→ **PASSAGE PROVIDED**
-=-=-

Please suggest if this is a valid scenario.

artembilan commented 2 months ago

What are your 1, 2, 3, 4? Different scenarios, or steps, or states of the same scenario? Isn't this a result of all the changes you have introduced recently?

C0 has thrown error while processing. This would stop the running ConcurrentContainer !!!!

This indeed must not happen. The failure in one child container must not effect all others.

Does it happen even in previous versions, even before your recent changes?

LokeshAlamuri commented 2 months ago

Isn't this a result of all the changes you have introduced recently?

I have not introduced any bugs. Current bug is a different one. It is existing in previous versions also. I have provided JUnit to replicate this scenario. Please review and suggest if this a valid scenario and needs to be fixed.

LokeshAlamuri commented 2 months ago

What are your 1, 2, 3, 4? Different scenarios, or steps, or states of the same scenario? Isn't this a result of all the changes you have introduced recently?

-=-=-

→ **GIVEN INFORMATION**
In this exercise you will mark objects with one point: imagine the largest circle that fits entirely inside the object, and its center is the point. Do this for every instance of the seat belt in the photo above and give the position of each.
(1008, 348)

-=-=-

→ **WHAT IS NEEDED**
Echo the whole discussion thread about the ConcurrentContainer failure word for word. These lines were taken from a separate source.

→ **WRITTEN REPLY**
Please suggest if this is a valid scenario.

artembilan commented 2 months ago

What are your 1, 2, 3, 4? Different scenarios, or steps, or states of the same scenario? Isn't this a result of all the changes you have introduced recently?

C0 has thrown error while processing. This would stop the running ConcurrentContainer !!!!

This indeed must not happen. The failure in one child container must not effect all others.

Does it happen even in previous versions, even before your recent changes?

LokeshAlamuri commented 2 months ago

Isn't this a result of all the changes you have introduced recently?

I have not introduced any bugs. Current bug is a different one. It is existing in previous versions also. I have provided JUnit to replicate this scenario. Please review and suggest if this a valid scenario and needs to be fixed.

LokeshAlamuri commented 2 months ago

What are your 1, 2, 3, 4? Different scenarios, or steps, or states of the same scenario? Isn't this a result of all the changes you have introduced recently?